• Task 1
Using the commit excerpt, decide whether each statement agrees with it, answering yes or no and quoting the words that settle it:
(a) The commit adds 600 lines and deletes none.
(b) The optimizer in run_adaround is created with max_iter set to 50.
(c) The class TestAdaround is derived from QuantizationTestCase.
• Task 2
Answer these questions from the commit excerpt:
(a) What is the parent commit?
(b) What batch_size is passed to AdaptiveRoundingOptimizer?
(c) What does the inner forward function append to fetcher before it appends the output?

-- begin Reading text --

2025-12-06 12:20:52 +01:00 · 2024-05-17 19:44:50 +00:00 · 2024-05-17 19:44:50 +00:00 · eb0b16db92
commit eb0b16db92
parent 875221dedf
4 changed files with 600 additions and 0 deletions
--- a/test/quantization/core/experimental/test_adaround_eager.py
+++ b/test/quantization/core/experimental/test_adaround_eager.py
@ -0,0 +1,118 @@
+# Owner(s): ["oncall: speech_infra"]
+
+import copy
+
+import torch
+import torch.nn as nn
+from torch.ao.quantization.experimental.adaround_optimization import (
+    AdaptiveRoundingOptimizer,
+)
+
+from torch.nn import functional as F
+from torch.quantization.observer import MinMaxObserver
+from torch.testing._internal.common_quantization import QuantizationTestCase
+
+
+def forward_wrapper(fetcher):
+    def forward(module, input, output):
+        fetcher.append(input[0].detach())
+        fetcher.append(output.detach())
+
+    return forward
+
+
+class TestAdaround(QuantizationTestCase):
+    def feedforawrd_callback(
+        self,
+        model,
+        data,
+    ) -> None:
+        model(data)
+
+    def run_adaround(self, model, img_data):
+        adaround_optimizer = AdaptiveRoundingOptimizer(
+            model,
+            self.feedforawrd_callback,
+            forward_wrapper,
+            img_data,
+            max_iter=100,
+            batch_size=10,
+        )
+        adarounded_model = adaround_optimizer.run_adaround()

-- end Reading text --
-- begin Dataset extract --

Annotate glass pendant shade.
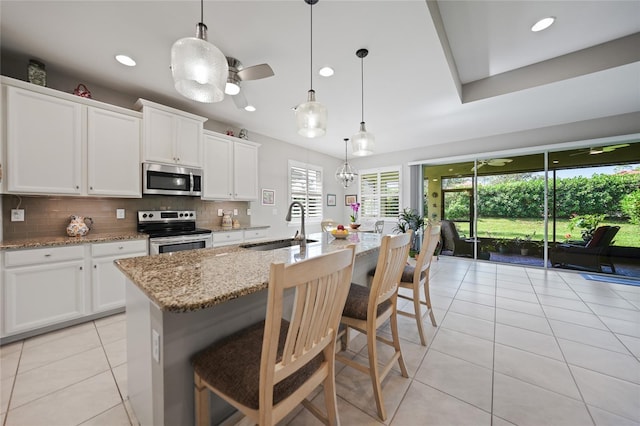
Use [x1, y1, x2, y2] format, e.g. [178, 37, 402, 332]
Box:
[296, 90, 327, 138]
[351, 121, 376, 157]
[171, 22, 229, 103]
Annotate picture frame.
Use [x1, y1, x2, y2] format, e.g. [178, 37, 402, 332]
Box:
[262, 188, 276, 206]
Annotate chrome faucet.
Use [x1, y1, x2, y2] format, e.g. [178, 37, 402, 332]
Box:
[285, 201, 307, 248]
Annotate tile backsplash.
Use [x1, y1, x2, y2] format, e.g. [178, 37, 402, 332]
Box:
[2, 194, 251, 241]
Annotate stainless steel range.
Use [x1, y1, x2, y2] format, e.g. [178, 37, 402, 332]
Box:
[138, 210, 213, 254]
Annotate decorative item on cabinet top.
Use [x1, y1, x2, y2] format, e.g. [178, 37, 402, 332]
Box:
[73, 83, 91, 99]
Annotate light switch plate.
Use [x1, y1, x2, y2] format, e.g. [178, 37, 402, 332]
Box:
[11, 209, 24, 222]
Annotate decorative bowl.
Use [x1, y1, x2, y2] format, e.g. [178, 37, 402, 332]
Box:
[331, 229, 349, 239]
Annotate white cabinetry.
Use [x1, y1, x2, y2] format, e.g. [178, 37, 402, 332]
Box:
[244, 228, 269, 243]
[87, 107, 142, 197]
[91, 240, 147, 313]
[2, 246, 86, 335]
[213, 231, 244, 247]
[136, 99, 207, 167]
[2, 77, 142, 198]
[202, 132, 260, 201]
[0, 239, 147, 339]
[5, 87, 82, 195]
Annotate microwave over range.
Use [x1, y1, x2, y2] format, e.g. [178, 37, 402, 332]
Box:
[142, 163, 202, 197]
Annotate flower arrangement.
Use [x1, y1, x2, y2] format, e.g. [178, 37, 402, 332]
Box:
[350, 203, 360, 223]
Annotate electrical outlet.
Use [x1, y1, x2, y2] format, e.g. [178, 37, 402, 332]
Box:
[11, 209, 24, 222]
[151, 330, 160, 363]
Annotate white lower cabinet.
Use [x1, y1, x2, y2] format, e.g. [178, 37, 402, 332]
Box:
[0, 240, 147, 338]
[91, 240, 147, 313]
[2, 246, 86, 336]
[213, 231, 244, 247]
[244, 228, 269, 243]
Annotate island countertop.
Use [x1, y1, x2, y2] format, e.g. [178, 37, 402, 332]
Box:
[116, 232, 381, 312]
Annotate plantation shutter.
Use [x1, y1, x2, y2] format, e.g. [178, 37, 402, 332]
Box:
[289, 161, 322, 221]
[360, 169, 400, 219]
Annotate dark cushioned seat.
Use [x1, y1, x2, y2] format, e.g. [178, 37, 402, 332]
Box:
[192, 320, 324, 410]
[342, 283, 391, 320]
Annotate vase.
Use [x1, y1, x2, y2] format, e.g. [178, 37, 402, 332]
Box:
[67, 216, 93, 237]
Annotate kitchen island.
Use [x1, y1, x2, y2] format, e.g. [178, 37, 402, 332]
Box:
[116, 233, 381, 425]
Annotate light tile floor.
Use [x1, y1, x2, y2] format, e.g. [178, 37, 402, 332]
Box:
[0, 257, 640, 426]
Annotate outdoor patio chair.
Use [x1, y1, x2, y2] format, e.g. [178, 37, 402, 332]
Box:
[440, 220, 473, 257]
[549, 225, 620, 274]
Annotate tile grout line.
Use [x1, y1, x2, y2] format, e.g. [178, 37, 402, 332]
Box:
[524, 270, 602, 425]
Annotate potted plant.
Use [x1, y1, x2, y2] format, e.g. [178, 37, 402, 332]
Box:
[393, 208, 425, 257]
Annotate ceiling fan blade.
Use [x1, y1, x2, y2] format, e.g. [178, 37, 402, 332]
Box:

-- end Dataset extract --

• Result 1
(a) Yes: "4 changed files with 600 additions and 0 deletions"
(b) No: "max_iter=100,"
(c) Yes: "class TestAdaround(QuantizationTestCase):"

• Result 2
(a) 875221dedf
(b) 10
(c) input[0].detach()